[Exercise aim]
Could you carry on the email thread about `ls -l` date formats in English and non-English locales, picking up right after its last line?

[Supplied text]
"""
On 30/06/10 22:10, Paul Eggert wrote:
> [Sorry if this is a duplicate; my first attempt to send this flopped I think.]
> 
>>>> * There are more users in non-English locales than in non-"C" English
>>>>   locales, and the harm in the non-English case (incomprehensible
>>>>   dates) is much greater than the harm in the English case
>>>>   (comprehensible but ugly dates).
>>>
>>> Yes this is the crux of the question.
>> ...
>> Note Fedora 13 has got the inadvertent format change
>> ...
>> I estimate at least 50K en_ people have run `ls -l` and not complained:
>>   
>> https://bugzilla.redhat.com/buglist.cgi?query_format=advanced&version=13&component=coreutils&product=Fedora&classification=Fedora
> 
> But this doesn't address the crux of the question, as it doesn't
> measure either the harm in the non-English case, or the harm in the
> English case.  Instead, it indirectly measures only the people who
> prefer the harmful English behavior, and it (quite understandably)
> reports that there are no such people.
> 
>>> With the patch we have:
>>> no_coreutils_style_translation && wrong_sys_abmon => English month shown
> 
> The damage is not just that the English month is shown.  It's also that the
> English-style order is used for year, month, day, and time.  This
> order is not appropriate for all languages.
> 
>>> A quick check on my system shows the first condition where
>>> abmon is wrong, triggers for 3 locales.
> 
> On my host (Ubuntu 10.04), it triggers for 6 locales: ar_SA, hy_AM,
> la_AU, sid_ET, tlh_GB, and ug_CN.  But I don't think this info is all
> that important, as it doesn't address the order-of-elements issue.

True.
Translations will need to be provided if another default order is desired.

> 
> 
> On thinking about it further, I guess the main problem is that the
> current behavior really irritates maintainers who have to deal with
> poorly-maintained English locales all too often.  In contrast, people
> who have to deal with poorly-maintained non-English locales are less
> vociferous (in English, anyway :-) and perhaps less typical, and so do
> not matter so much.  On those grounds, I will reluctantly admit that
> the change is OK.  However, it needs to be documented better, in
> two ways.
"""
[Records supplied]
"""
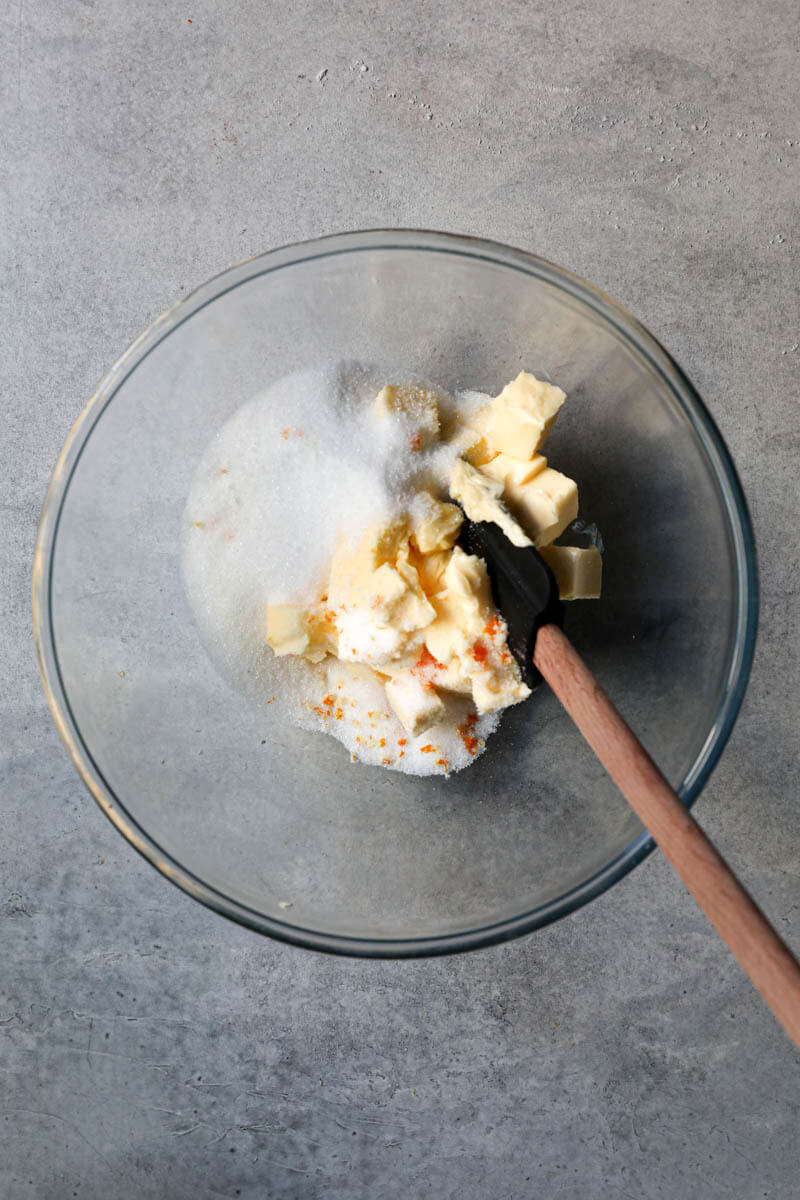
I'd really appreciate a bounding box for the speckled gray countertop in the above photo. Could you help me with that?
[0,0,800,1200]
"""
"""
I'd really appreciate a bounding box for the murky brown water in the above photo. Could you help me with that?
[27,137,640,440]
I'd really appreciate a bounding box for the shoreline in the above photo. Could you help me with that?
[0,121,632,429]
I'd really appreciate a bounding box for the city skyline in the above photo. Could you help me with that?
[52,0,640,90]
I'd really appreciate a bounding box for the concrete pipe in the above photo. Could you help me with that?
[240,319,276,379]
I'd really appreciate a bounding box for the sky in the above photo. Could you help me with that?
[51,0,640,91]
"""
[Exercise response]
> 
> First, there should be a change to coreutils.texi that talks about
> this stuff.  For example, the current text says "Most locales use a
> timestamp like @samp{2002-03-30 23:45}." which will certainly not be
> true after this change.  Can you please prepare something along
> those lines?

right

> 
> Also, the NEWS entry doesn't explain the change well.  I suggest
> the following NEWS item instead:
> 
>   ls -l now uses traditional rather than ISO-style date formats in
>   poorly-configured locales that do not specify date formats.


>   For example, in a poorly-configured French locale, previous versions of
>   ls -l would output a date in this ISO-style format:

>     2009-05-01 12:34
> 
>   but newer versions will probably output one of the following:
> 
>     May  1  2009
>     mai  1  2009
>     mai    1  2009
> 
>   depending on how poorly the locale is configured.  (A
>   properly-configured French locale would output "1 mai 2009".)


>   The new approach has nicer behavior in poorly-configured English
>   locales; this advantage was judged to outweigh the disadvantage of
>   generating less-predictable and often worse output in
>   poorly-configured non-English locales.  The behavior is not changed
>   in properly-configured locales, including the default C locale.

I'm not a fan of verbose NEWS messages, but the above is correct
and more descriptive. I'll come up with something based on that.

thanks for the review,
Pádraig.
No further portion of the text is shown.